La preoccupazione per l’espansione dell’Organizzazione del Trattato del Nord Atlantico (NATO) verso il confine russo è una delle cause dell’attuale guerra in Ucraina. Ma questo non è l’unico tentativo di espansione della NATO, un’organizzazione creata nel 1949 dagli Stati Uniti per indirizzare il proprio potere militare e politico sull’Europa. Nel 2001, la NATO ha condotto un’operazione militare “fuori area” in Afghanistan che è durata 20 anni, e nel 2011 la NATO, su richiesta della Francia, ha bombardato la Libia e rovesciato il suo governo. Le operazioni militari della NATO in Afghanistan e Libia sono state il preludio alle discussioni su una “NATO globale”, un progetto che mira ad utilizzare l’alleanza militare della NATO al di là dei propri obblighi scritti su carta, dal Mar Cinese Meridionale al Mar dei Caraibi.
Di Vijay Prashad
La guerra della NATO in Libia è stata la prima grande operazione militare in Africa, ma non è stato il primo approdo militare europeo sul continente. Dopo secoli di guerre coloniali europee in Africa, nuovi Stati sono emersi all’indomani della Seconda Guerra Mondiale per affermare la loro sovranità. Molti di questi Stati – dal Ghana alla Tanzania – si sono rifiutati di permettere alle forze militari europee di rientrare nel continente, motivo per cui queste potenze europee sono ricorse ad assassinii e golpe militari per farsi amici i governi filo-occidentali della regione. Ciò ha permesso la creazione di basi militari occidentali in Africa e ha dato alle imprese occidentali la libertà di sfruttare le risorse naturali del continente.

---

- **Cosa si chiede**
Indica se ciascuna affermazione concorda con il testo sulla NATO, rispondendo sì o no e citando le parole del testo che lo decidono: (a) la NATO è stata creata nel 1949 dagli Stati Uniti; (b) l’operazione militare della NATO in Afghanistan è durata dieci anni; (c) la NATO ha bombardato la Libia nel 2011 su richiesta della Francia. Il materiale riportato qui di seguito non ha legami con il testo sulla NATO.

---

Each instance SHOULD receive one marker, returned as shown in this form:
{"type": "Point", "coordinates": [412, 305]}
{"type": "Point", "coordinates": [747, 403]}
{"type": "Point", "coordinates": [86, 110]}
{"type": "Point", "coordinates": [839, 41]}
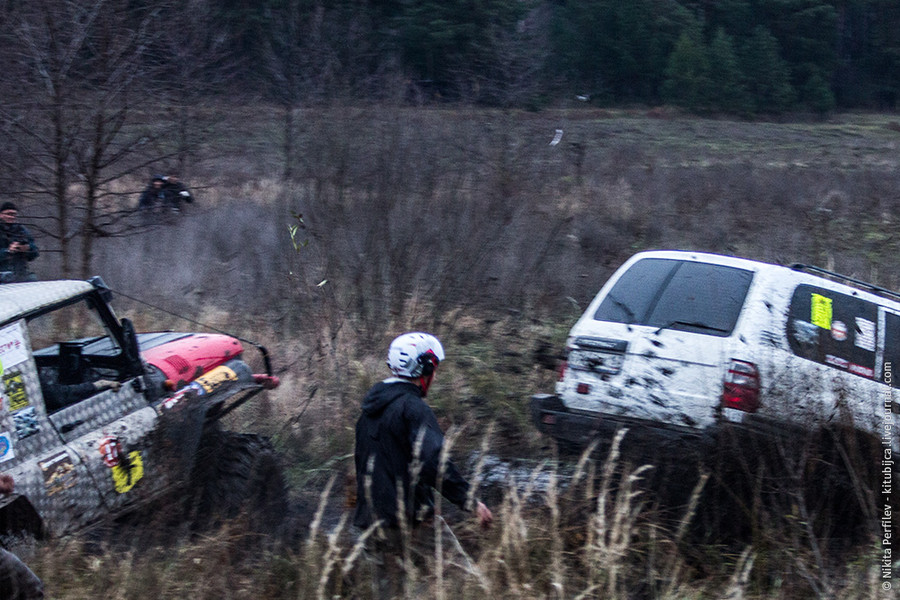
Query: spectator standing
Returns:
{"type": "Point", "coordinates": [17, 247]}
{"type": "Point", "coordinates": [398, 459]}
{"type": "Point", "coordinates": [154, 195]}
{"type": "Point", "coordinates": [175, 193]}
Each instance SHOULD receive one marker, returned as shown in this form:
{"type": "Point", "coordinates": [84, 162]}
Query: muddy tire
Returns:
{"type": "Point", "coordinates": [239, 476]}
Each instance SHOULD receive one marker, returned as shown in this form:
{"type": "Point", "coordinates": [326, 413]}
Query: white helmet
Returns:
{"type": "Point", "coordinates": [414, 355]}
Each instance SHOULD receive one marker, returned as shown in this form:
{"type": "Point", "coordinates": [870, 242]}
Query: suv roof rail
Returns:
{"type": "Point", "coordinates": [845, 279]}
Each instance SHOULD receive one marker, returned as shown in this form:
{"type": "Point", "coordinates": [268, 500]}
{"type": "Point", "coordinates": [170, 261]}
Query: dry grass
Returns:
{"type": "Point", "coordinates": [468, 224]}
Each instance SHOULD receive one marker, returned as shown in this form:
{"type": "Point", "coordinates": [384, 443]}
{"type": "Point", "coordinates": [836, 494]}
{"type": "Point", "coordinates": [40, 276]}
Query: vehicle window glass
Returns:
{"type": "Point", "coordinates": [684, 295]}
{"type": "Point", "coordinates": [635, 292]}
{"type": "Point", "coordinates": [702, 298]}
{"type": "Point", "coordinates": [834, 329]}
{"type": "Point", "coordinates": [891, 349]}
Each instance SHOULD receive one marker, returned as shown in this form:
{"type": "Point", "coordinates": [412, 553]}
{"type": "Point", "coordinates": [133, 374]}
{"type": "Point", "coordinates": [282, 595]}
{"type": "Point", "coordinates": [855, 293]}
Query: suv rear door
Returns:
{"type": "Point", "coordinates": [672, 319]}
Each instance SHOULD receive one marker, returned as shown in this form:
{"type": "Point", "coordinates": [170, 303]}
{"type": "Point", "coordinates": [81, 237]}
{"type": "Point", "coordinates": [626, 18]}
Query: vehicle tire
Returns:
{"type": "Point", "coordinates": [239, 475]}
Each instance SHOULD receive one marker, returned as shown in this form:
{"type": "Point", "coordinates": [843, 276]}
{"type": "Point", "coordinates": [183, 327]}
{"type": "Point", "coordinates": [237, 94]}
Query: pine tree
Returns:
{"type": "Point", "coordinates": [727, 89]}
{"type": "Point", "coordinates": [687, 81]}
{"type": "Point", "coordinates": [767, 74]}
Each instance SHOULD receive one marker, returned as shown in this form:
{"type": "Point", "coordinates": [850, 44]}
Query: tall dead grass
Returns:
{"type": "Point", "coordinates": [568, 530]}
{"type": "Point", "coordinates": [468, 224]}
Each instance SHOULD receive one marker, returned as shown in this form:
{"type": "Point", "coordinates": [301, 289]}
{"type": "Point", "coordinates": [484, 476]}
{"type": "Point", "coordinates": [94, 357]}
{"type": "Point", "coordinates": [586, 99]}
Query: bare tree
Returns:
{"type": "Point", "coordinates": [75, 120]}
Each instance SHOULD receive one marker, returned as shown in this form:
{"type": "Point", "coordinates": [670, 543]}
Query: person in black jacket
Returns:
{"type": "Point", "coordinates": [175, 193]}
{"type": "Point", "coordinates": [395, 428]}
{"type": "Point", "coordinates": [17, 581]}
{"type": "Point", "coordinates": [398, 451]}
{"type": "Point", "coordinates": [153, 198]}
{"type": "Point", "coordinates": [17, 247]}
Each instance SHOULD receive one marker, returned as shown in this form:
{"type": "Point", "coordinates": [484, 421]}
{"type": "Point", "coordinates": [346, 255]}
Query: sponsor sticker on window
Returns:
{"type": "Point", "coordinates": [822, 311]}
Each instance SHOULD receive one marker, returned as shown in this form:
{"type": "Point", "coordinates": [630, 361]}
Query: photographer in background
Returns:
{"type": "Point", "coordinates": [17, 247]}
{"type": "Point", "coordinates": [175, 193]}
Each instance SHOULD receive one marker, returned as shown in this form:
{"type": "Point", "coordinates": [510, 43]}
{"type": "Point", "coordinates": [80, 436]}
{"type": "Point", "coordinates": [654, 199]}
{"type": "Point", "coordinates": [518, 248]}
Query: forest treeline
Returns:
{"type": "Point", "coordinates": [734, 56]}
{"type": "Point", "coordinates": [99, 94]}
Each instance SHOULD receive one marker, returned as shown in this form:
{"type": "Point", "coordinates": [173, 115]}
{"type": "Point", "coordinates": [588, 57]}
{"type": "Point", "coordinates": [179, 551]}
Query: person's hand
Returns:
{"type": "Point", "coordinates": [485, 517]}
{"type": "Point", "coordinates": [106, 384]}
{"type": "Point", "coordinates": [7, 484]}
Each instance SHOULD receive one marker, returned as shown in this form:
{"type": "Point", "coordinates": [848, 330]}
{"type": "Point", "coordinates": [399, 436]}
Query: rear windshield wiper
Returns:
{"type": "Point", "coordinates": [631, 316]}
{"type": "Point", "coordinates": [696, 324]}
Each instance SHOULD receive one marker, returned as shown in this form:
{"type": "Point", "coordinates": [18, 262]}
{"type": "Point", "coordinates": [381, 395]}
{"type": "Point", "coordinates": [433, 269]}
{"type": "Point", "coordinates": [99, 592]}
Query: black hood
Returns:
{"type": "Point", "coordinates": [382, 394]}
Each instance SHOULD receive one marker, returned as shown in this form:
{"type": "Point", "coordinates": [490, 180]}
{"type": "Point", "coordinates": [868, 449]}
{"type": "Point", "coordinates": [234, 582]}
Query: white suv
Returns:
{"type": "Point", "coordinates": [683, 342]}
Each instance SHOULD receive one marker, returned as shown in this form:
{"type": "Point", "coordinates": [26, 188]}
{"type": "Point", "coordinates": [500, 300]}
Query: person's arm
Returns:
{"type": "Point", "coordinates": [32, 251]}
{"type": "Point", "coordinates": [453, 485]}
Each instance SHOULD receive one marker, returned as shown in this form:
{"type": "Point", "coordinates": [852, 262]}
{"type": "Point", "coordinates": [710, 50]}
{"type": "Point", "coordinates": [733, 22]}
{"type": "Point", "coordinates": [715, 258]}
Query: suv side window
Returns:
{"type": "Point", "coordinates": [834, 329]}
{"type": "Point", "coordinates": [672, 294]}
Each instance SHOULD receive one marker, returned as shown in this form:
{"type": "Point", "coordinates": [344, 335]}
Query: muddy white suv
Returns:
{"type": "Point", "coordinates": [97, 420]}
{"type": "Point", "coordinates": [687, 343]}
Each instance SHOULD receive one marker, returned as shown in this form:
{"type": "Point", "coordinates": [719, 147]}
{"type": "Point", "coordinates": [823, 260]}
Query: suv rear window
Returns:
{"type": "Point", "coordinates": [676, 294]}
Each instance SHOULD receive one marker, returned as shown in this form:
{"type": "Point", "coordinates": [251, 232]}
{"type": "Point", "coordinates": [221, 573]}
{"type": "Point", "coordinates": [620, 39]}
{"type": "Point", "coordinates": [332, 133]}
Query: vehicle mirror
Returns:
{"type": "Point", "coordinates": [130, 347]}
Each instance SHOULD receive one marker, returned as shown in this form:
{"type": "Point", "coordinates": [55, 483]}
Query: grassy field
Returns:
{"type": "Point", "coordinates": [469, 224]}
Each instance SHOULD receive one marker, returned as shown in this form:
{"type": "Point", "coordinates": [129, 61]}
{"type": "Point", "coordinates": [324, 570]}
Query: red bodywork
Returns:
{"type": "Point", "coordinates": [184, 359]}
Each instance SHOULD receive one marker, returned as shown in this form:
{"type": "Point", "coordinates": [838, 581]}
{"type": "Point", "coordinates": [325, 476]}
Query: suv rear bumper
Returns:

---

- **Risposta svolta**
(a) Sì: «un’organizzazione creata nel 1949 dagli Stati Uniti».
(b) No: «che è durata 20 anni».
(c) Sì: «nel 2011 la NATO, su richiesta della Francia, ha bombardato la Libia».